▶ **TEXT SEGMENT**

The main thing that stands out in my mind about the actual ceremony was how quiet, calm, and attentive the crowd was. I was envisioning a riotous mob, people so loud that I wouldn't even be able to hear Obama take his oath. But it was the complete opposite of that. All day long people were friendly. I didn't notice any deliberate pushing or shoving, even when we were basically being herded toward the Mall like cattle. There was a really annoying, know-it-all guy standing in front of us but while we all ignored his rambling, nobody was bothered enough to tell him to shut up. During the oath and the ceremony, the crowd was basically silent, except when they were cheering. I can't even explain how strange it felt standing in the biggest group I have ever been a part of (and probably will ever be a part of) in my life and somehow still feeling a sense of calm and quiet. Maybe I just got lucky and ended up in a good section of the crowd, but I also just think that was the general vibe of the day, because everyone else I talked to that was there described the same friendliness and reverence. That alone made the experience amazing, and the fact that almost 2 million people can come together to witness something important and treat it with the proper amount of respect makes me feel like maybe Americans as a whole aren't all that bad.
After the ceremony I was a little worried about how we were going to get through the crowd to get off the Mall and walk back to the house where we were staying, but it ended up not being much of a problem. We walked along the Tidal Basin, then sort of along the waterfront, and then we were able to walk on two different highways that were closed to traffic. That was weird. It looked like those movies about the end of the world, where almost everybody has been killed by zombies or aliens or something and the only people left just stroll along the empty highways to get where they need to go. We did have to scale a fence and jump about 10 feet down a highway median (actually, Penn jumped and then I climbed down into his arms; again, this is what boyfriends are for!), but we were home about half an hour after the ceremony had finished. Not bad!
I'm so glad we went. I feel like there are very few events that happen in a lifetime that are big enough that future generations will want to know about the day in detail. I remember asking my grandparents about Pearl Harbor and about Kennedy, and once having a class assignment where I had to interview my parents about their memories of the moon landing. And now I think that maybe someday someone who isn't born yet might ask me about September 11th, and then they might ask me about this and I'll be able to say I was there. Or maybe eventually we'll get to the point where it's par for the course to have black presidents and female presidents and gay presidents and Latino presidents and future generations won't really think that much about the first time it happened because to them it will just be normal. I don't know if that will happen in my lifetime, but I'm hopeful that it will happen eventually.

▶ **DATASET ENTRIES**
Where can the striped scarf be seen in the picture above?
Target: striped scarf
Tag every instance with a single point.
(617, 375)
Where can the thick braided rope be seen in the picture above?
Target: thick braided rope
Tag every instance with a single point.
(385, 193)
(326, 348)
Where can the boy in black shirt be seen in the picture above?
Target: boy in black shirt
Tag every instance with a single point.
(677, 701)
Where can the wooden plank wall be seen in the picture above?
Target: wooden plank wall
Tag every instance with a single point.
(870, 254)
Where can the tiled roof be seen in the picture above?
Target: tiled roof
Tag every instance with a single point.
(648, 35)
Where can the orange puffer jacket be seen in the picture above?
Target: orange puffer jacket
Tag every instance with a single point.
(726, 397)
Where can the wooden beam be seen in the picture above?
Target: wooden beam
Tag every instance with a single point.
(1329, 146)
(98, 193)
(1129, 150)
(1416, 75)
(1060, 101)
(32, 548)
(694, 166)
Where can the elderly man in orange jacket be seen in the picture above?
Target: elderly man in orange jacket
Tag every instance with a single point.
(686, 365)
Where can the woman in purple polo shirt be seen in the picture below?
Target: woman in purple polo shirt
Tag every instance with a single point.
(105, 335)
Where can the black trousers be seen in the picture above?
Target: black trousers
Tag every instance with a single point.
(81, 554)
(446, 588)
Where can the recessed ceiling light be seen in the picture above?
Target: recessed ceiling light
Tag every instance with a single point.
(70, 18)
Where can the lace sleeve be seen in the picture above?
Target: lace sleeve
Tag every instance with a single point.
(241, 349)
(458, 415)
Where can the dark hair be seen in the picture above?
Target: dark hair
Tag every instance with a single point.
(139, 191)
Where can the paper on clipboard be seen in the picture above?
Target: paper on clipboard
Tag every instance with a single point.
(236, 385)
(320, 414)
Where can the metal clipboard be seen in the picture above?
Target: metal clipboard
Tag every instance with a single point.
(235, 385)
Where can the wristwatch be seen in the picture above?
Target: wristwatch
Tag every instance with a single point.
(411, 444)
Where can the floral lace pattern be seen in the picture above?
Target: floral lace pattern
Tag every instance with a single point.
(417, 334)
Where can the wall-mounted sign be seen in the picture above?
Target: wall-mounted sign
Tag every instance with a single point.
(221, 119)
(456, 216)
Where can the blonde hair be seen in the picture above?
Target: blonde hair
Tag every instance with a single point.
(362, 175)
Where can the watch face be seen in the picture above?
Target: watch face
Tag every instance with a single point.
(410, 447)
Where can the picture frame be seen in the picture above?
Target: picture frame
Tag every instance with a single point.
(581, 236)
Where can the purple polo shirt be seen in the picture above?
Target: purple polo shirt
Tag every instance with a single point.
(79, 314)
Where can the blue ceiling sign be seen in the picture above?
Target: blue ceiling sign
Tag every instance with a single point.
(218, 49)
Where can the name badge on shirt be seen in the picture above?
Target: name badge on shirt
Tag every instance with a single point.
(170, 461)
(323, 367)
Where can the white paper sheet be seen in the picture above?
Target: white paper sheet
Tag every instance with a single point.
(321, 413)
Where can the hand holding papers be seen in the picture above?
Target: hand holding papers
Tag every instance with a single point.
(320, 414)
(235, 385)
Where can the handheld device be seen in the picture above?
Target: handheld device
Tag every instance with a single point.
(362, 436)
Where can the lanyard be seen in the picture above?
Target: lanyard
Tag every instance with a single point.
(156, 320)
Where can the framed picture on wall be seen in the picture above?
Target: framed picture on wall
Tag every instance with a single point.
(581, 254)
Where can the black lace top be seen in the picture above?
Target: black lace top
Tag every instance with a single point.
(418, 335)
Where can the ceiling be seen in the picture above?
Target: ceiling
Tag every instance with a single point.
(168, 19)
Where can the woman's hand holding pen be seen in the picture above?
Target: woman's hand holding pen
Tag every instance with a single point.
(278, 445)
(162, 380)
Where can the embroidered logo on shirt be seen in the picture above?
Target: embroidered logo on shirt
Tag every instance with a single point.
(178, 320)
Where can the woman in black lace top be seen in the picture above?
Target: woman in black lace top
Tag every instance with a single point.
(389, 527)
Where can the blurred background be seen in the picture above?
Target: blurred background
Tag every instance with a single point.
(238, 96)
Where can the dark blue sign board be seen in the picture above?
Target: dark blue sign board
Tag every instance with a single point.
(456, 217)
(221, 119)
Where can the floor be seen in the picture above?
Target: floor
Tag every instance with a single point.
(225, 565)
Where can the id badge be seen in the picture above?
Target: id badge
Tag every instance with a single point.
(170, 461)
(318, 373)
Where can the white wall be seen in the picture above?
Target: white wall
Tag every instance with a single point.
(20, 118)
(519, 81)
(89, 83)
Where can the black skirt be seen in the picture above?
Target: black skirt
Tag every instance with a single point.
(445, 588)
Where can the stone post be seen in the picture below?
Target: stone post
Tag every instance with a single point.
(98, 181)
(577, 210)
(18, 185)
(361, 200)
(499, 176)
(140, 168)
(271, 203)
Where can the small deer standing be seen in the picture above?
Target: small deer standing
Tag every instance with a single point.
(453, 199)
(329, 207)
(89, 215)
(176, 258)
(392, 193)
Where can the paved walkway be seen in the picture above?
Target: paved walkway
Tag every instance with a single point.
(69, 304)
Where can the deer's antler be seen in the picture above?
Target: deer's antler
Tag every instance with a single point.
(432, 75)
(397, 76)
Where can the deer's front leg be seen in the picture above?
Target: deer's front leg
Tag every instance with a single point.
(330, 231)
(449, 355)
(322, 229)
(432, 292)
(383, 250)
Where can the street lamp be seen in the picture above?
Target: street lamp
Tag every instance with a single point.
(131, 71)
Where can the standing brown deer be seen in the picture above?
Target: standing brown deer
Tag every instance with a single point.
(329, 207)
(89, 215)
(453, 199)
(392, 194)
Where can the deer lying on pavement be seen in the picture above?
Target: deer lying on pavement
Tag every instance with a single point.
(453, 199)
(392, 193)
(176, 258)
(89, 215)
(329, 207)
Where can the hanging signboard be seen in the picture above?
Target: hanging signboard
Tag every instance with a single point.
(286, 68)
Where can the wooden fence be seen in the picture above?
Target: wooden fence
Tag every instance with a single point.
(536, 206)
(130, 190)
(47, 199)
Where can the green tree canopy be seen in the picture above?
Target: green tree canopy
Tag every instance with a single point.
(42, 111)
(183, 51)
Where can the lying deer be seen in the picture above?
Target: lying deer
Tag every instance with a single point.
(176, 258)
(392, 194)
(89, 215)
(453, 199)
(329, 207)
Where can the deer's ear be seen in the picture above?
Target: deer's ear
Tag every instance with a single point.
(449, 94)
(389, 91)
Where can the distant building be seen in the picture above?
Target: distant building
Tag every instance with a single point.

▶ **ACTIONS TO TAKE**
A) In the inauguration account, how long after the ceremony finished did the writer get home?
B) Please resume the inauguration account from its last sentence and carry it forward.
The material has no connection to the inauguration account.

▶ **THE ANSWERS**
A) About half an hour.

B)
I'm skeptical of celebrity worship, and I must admit that the way the world is reacting to Obama feels like that to me sometimes, like we're going wild with excitement before the man has even done anything to really warrant it. Who knows what his presidency will entail. But then sometimes I get swept up in the hype, too, and I really am thrilled that any child I raise will grow up in a world where there has always been a black president of the United States. We grew up being told that we could do anything if we set our hearts and minds on it, but we didn't have many examples of that actually being the case. Now, I think we get much closer all the time to that actually being a reality. I wish Obama well, and even though I know he will screw up (he's only human, after all) I really, really hope that he sincerely has good intentions and will do well for this country and leave a legacy that the millions of people who celebrated this week can be proud of.

Tuesday, January 13, 2009

Something in the Water...

All of my friends and relatives really need to stop synchronizing major life events.

Remember a couple of years ago when approximately half* the people I know all got married at more or less the same time?
And then remember last fall when everyone who wasn't already married** got engaged in a single week and I put a moratorium on the announcing of engagements until 2007 was over? (Which worked very well...too well, in fact, because in the months after that way too many of my friends went through break ups and divorces, so, uh, I guess I shouldn't complain anymore.)

Well, now the inevitable has happened. And it has happened much sooner than I thought it would. You know what I'm talking about...
The babies are on the way! People close to me are becoming parents! On a seemingly-daily basis! Ahhhhhhhhhhh! I am very, very not ready for this.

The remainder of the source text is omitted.